Passage provided:
☆ ☆ ☆

24 August 2020

How to Connect the Returns to an Unshielded Twisted Pair

Figure 1. Three options for connecting a TDR to a UTP.
Figure 1. Three options for connecting a TDR to a UTP.
During a recent webinar, Dr. Eric Bogatin was asked several questions about how to measure unshielded twisted pairs (UTPs), which are differential pairs with no return path. Here is his answer to one of the questions. For more information, check out the whole webinar on Differential Pairs with No Return Paths.

Q: For the UTP measurement, do you need to connect the SMA connector shield grounds together?

A: Yes. It’s very important to make sure the grounds are connected at the cable connectors.

There are really three ways the connections can be made from a differential TDR to the UTP cable. These three options are shown clockwise from left to right in Figure 1.

  1. Connect the two wires as a signal and return to one SMA. This treats the differential pair as a single-ended transmission line. We would expect that a single-ended measurement in this case would be the same impedance as the differential impedance, as measured by a 2-port set up.

☆ ☆ ☆

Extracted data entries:
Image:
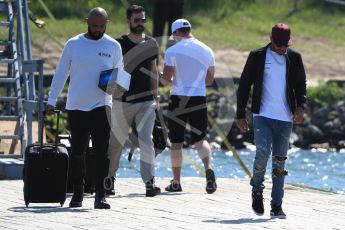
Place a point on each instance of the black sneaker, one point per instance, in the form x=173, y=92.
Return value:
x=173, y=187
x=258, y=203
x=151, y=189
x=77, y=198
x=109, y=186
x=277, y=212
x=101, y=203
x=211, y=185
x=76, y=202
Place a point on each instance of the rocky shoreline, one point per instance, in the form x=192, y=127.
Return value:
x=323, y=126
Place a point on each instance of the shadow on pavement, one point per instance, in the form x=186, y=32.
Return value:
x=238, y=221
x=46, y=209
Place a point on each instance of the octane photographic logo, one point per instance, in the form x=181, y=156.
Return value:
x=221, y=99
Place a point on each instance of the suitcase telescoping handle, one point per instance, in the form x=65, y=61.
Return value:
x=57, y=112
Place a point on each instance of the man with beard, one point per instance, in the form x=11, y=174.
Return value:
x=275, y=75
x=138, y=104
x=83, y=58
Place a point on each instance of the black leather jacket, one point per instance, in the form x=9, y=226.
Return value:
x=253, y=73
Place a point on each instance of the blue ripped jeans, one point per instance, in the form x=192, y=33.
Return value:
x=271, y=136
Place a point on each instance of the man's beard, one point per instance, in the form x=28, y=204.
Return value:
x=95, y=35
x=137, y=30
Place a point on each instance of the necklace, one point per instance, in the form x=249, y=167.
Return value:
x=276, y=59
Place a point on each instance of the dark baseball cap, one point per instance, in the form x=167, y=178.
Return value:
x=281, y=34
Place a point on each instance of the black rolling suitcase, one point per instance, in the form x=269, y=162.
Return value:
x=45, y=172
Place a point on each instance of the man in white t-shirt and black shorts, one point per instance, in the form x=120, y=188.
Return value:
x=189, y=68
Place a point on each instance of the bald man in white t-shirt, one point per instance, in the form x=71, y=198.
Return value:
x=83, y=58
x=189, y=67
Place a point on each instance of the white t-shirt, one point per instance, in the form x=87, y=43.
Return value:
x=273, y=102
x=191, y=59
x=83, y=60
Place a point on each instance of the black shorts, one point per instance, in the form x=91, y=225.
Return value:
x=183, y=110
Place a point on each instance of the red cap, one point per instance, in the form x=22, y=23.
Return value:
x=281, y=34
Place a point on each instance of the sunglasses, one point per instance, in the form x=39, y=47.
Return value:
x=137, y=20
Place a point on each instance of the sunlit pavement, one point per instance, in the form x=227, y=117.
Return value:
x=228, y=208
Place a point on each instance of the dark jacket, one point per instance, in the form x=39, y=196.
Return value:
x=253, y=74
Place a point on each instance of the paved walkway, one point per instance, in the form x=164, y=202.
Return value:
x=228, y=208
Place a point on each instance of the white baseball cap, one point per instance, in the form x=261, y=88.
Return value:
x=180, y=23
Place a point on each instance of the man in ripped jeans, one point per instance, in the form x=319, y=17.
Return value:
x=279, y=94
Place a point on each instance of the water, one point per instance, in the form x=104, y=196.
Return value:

☆ ☆ ☆

To be done:
a: In the twisted-pair measurement page, edit the passage starting at "Q: For the UTP" and ending at "in Figure 1." so that "differential TDR" becomes "2-port TDR".
b: According to the twisted-pair measurement page, where is it very important to make sure the grounds are connected?
c: Do these statements agree with the twisted-pair measurement page? Answer yes or no for each, quoting the deciding words. (i) Unshielded twisted pairs are differential pairs with no return path. (ii) Four ways are given for connecting a differential TDR to the UTP cable. (iii) The first option treats the differential pair as a single-ended transmission line.

Solution list:
a:
Q: For the UTP measurement, do you need to connect the SMA connector shield grounds together?

A: Yes. It’s very important to make sure the grounds are connected at the cable connectors.

There are really three ways the connections can be made from a 2-port TDR to the UTP cable. These three options are shown clockwise from left to right in Figure 1.

b: At the cable connectors.

c:
(i) Yes: "which are differential pairs with no return path"
(ii) No: "There are really three ways the connections can be made from a differential TDR to the UTP cable."
(iii) Yes: "This treats the differential pair as a single-ended transmission line."